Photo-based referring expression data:
++++++++++
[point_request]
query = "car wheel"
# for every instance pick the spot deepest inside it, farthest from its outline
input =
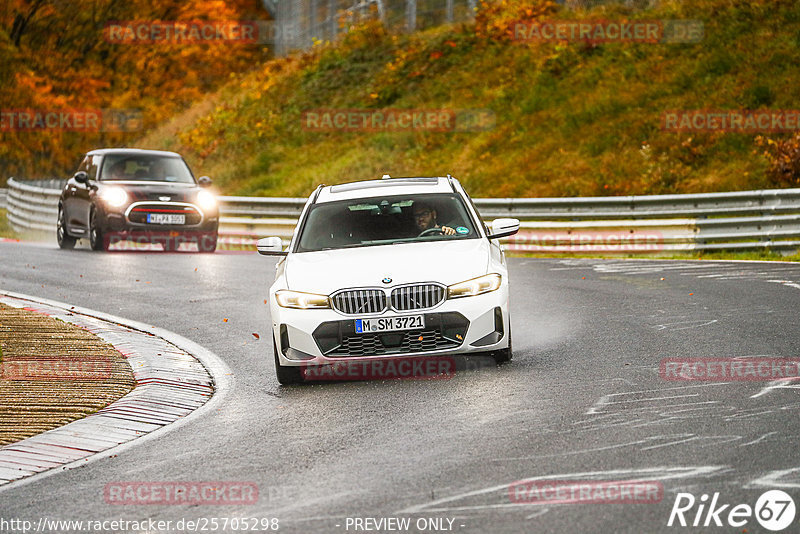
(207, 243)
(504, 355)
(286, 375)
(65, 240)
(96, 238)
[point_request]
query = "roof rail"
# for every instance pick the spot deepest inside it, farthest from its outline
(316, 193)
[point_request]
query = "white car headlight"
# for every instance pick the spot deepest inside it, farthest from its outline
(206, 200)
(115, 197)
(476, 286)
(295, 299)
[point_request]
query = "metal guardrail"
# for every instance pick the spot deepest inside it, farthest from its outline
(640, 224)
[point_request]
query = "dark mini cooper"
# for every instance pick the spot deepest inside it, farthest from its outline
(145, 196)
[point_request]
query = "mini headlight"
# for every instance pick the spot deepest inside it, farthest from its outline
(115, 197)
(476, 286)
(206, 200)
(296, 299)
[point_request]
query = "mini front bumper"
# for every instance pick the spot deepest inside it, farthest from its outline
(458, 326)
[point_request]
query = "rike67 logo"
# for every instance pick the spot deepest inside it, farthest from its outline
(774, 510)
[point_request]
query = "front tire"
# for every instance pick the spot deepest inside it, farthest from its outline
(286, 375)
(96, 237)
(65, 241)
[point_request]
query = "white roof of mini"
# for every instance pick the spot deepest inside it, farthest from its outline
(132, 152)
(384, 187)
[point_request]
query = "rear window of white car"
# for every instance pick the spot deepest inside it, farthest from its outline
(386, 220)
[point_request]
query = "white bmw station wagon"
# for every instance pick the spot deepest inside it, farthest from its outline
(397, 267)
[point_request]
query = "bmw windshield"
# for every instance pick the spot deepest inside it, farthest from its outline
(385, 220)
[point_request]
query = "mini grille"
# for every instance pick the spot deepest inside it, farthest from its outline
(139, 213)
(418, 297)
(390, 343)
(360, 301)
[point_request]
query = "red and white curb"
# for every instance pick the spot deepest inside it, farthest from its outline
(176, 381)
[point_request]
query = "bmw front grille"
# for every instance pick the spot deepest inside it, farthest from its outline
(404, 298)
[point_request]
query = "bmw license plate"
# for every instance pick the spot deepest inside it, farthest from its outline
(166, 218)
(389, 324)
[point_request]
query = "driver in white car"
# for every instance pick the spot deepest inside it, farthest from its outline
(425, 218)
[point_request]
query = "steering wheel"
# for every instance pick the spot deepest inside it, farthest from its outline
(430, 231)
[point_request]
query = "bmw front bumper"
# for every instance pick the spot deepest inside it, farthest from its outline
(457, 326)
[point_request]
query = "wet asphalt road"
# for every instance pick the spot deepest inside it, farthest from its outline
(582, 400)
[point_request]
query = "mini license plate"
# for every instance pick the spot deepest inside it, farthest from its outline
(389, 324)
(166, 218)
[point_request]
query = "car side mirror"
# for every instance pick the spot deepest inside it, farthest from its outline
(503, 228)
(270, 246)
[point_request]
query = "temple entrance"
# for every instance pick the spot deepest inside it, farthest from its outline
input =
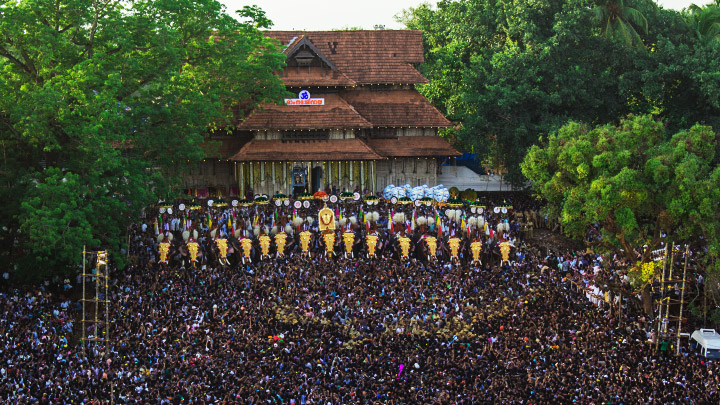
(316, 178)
++++++++++
§ **EXERCISE REQUIREMENTS**
Count lines above with the word "roof". Give the number only.

§ **TASK RESULT**
2